EXERCISE DESCRIPTION = Change every "start line arch" in the data below to "finish line arch" and give the lines again with nothing else altered. Leave the pictures out of your answer.

DATA ROWS =
— begin —

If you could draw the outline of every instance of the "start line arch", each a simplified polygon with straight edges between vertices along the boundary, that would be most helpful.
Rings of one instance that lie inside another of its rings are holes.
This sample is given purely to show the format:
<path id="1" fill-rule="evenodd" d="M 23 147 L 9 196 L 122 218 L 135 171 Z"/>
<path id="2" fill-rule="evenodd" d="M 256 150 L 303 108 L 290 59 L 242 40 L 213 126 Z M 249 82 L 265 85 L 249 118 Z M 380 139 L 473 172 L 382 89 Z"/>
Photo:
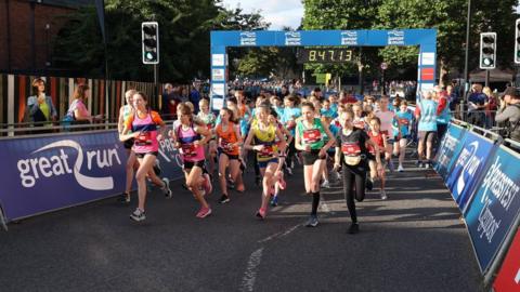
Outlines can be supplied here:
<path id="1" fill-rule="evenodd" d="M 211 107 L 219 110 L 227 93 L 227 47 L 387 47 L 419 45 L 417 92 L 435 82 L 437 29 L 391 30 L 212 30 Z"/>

— end —

FINISHED EXERCISE =
If you could draw the outline of every instance of the "finish line arch", each a simplified polygon with straight edges between vertices along the boundary, that would be most helpful.
Rings of one instance that lie inside another of its rings are holes.
This sample is given purely to show the format:
<path id="1" fill-rule="evenodd" d="M 23 147 L 9 196 L 122 218 L 135 171 Z"/>
<path id="2" fill-rule="evenodd" d="M 256 150 L 303 108 L 290 59 L 242 40 L 213 126 Z M 249 82 L 265 85 L 249 118 Z M 380 139 L 473 172 L 382 89 Z"/>
Photo:
Outlines can be supplied here:
<path id="1" fill-rule="evenodd" d="M 211 107 L 219 110 L 227 93 L 227 47 L 387 47 L 419 45 L 417 92 L 435 82 L 437 29 L 391 30 L 212 30 Z"/>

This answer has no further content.